[PROVIDED RECORDS Boundary: Start]
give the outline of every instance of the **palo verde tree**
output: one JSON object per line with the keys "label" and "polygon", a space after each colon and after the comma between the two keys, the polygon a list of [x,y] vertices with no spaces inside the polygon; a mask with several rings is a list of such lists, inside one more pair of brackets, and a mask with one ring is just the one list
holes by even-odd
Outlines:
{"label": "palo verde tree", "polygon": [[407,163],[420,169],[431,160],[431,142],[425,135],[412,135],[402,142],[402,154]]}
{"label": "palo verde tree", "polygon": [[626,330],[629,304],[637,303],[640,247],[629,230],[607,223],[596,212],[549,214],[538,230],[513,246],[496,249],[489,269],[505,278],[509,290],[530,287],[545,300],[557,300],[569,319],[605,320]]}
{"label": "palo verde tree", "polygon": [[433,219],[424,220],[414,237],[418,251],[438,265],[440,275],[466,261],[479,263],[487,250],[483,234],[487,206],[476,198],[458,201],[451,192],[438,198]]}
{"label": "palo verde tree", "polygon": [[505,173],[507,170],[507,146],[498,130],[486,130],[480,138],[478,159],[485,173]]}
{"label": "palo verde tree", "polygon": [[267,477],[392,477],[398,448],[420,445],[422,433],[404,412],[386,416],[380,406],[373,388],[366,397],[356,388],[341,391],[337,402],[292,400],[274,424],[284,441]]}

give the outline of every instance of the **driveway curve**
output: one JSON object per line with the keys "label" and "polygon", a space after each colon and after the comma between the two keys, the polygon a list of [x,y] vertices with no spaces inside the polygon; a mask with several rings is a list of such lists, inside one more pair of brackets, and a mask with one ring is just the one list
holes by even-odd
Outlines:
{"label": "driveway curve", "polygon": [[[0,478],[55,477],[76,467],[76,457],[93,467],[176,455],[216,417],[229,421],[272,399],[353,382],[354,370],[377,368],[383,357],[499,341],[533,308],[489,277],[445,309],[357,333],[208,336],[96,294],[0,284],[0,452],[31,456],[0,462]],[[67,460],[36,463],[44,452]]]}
[PROVIDED RECORDS Boundary: End]
From the first line to the last, restate the data above exactly.

give the outline of every instance of the **palo verde tree**
output: one JSON object per line with the keys "label" and "polygon", a space after each colon and after the comma between the two keys, the polygon a list of [x,y] vertices with no spaces inside the polygon; a mask with several rings is a list of such lists, inside one more pair of brackets, and a mask with one ring is just the one list
holes by even-odd
Outlines:
{"label": "palo verde tree", "polygon": [[407,163],[420,169],[431,160],[431,142],[425,135],[412,135],[402,142],[402,154]]}
{"label": "palo verde tree", "polygon": [[626,330],[629,304],[637,303],[640,247],[629,230],[607,223],[596,212],[549,214],[538,230],[513,246],[496,249],[489,269],[505,278],[509,290],[530,287],[545,300],[557,300],[569,319],[605,320]]}
{"label": "palo verde tree", "polygon": [[433,219],[424,220],[414,237],[418,251],[438,265],[440,275],[466,261],[479,263],[487,250],[483,234],[487,206],[476,198],[458,201],[451,192],[438,198]]}
{"label": "palo verde tree", "polygon": [[505,173],[507,170],[507,146],[498,130],[486,130],[480,138],[478,159],[485,173]]}
{"label": "palo verde tree", "polygon": [[267,477],[392,477],[398,448],[420,445],[422,433],[404,412],[386,416],[380,406],[373,388],[366,397],[356,388],[341,391],[337,402],[292,400],[274,424],[284,441]]}

give the outline of every instance of the **driveway curve**
output: one JSON object per line with the keys "label" and "polygon", a space after each colon and after the comma between the two keys, the polygon a list of [x,y] vertices with no spaces inside the polygon; a mask with several rings is a list of such lists, inside one more pair of brackets, and a mask with one ring is just the one list
holes by even-odd
Outlines:
{"label": "driveway curve", "polygon": [[[0,478],[55,477],[76,467],[76,457],[93,467],[176,455],[216,417],[229,421],[272,399],[353,382],[354,370],[377,368],[383,357],[499,341],[533,308],[489,277],[445,309],[357,333],[208,336],[96,294],[0,284],[0,452],[31,456],[0,462]],[[67,460],[36,463],[44,452]]]}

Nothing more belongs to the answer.